> Extracted information:
§ §
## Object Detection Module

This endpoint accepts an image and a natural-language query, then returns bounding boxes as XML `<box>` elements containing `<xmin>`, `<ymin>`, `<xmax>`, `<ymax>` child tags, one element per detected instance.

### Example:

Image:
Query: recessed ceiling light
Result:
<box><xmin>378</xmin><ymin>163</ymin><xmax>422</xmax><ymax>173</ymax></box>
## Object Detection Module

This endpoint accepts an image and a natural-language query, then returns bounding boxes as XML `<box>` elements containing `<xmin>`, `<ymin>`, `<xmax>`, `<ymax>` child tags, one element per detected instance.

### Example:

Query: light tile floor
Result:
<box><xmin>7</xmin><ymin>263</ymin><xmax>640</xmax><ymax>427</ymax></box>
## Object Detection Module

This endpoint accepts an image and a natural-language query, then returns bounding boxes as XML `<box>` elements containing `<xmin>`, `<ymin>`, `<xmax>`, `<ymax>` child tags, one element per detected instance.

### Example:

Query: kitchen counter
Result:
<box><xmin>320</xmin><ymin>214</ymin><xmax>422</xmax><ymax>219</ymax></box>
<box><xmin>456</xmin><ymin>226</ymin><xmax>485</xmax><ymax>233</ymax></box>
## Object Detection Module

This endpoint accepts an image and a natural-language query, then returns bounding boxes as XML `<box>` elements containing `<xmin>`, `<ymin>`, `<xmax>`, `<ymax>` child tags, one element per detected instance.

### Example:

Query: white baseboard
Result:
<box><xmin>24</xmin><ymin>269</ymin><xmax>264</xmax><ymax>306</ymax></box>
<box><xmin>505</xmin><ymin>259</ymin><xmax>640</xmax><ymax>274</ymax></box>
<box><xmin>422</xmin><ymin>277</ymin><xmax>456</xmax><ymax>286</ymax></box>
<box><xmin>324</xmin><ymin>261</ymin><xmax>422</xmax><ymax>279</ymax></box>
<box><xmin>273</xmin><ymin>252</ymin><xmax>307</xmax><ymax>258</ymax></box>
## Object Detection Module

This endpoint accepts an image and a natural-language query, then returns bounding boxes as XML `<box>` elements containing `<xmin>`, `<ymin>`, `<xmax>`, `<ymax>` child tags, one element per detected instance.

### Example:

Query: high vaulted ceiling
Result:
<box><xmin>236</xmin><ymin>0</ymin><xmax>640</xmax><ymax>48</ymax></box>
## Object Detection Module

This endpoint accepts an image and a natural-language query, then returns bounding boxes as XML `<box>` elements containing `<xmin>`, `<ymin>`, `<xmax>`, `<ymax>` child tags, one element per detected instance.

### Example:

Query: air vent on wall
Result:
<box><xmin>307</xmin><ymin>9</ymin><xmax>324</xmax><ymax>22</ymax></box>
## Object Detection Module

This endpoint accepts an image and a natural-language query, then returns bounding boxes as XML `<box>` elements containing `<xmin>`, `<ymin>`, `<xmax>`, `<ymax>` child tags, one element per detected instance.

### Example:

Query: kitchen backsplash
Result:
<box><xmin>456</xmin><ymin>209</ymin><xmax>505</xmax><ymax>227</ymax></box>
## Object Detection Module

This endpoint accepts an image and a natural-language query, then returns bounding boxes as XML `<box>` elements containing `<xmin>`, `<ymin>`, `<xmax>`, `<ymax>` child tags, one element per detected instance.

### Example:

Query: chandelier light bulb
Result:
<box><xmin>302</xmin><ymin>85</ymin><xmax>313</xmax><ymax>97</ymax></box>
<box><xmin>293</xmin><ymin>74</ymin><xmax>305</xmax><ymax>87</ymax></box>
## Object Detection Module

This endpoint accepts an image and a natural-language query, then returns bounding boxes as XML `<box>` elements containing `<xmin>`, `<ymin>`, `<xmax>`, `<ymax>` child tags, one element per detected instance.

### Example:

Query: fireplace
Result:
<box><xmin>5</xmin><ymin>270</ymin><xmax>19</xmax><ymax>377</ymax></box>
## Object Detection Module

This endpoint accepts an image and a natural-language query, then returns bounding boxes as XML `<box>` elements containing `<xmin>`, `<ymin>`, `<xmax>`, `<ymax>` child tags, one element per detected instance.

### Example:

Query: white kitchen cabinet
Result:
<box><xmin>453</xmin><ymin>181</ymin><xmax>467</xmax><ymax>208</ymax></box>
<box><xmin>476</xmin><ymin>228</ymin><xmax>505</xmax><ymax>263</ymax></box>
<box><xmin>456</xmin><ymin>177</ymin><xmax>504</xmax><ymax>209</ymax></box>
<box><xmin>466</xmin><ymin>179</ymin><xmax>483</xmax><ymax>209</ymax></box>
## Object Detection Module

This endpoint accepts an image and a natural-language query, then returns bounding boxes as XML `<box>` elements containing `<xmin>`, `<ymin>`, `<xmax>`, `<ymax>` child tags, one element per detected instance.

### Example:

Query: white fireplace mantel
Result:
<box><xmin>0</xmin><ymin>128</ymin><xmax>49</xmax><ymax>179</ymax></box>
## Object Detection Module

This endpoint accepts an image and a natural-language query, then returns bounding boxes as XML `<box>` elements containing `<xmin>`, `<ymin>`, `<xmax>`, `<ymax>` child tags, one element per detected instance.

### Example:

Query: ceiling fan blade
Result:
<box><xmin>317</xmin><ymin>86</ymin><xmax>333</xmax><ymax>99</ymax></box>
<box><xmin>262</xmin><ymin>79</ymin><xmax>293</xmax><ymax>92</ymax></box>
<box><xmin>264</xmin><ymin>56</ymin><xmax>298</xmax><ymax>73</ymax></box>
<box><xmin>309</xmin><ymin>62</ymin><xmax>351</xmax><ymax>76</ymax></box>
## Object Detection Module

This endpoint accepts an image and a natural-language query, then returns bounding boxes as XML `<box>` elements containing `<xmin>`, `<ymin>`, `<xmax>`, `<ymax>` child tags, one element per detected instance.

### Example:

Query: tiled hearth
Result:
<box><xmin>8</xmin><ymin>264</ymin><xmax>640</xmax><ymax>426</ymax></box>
§ §
> The request: Count the lines in the items above that contain the word "fireplace", and reply with only that number.

> Response: 2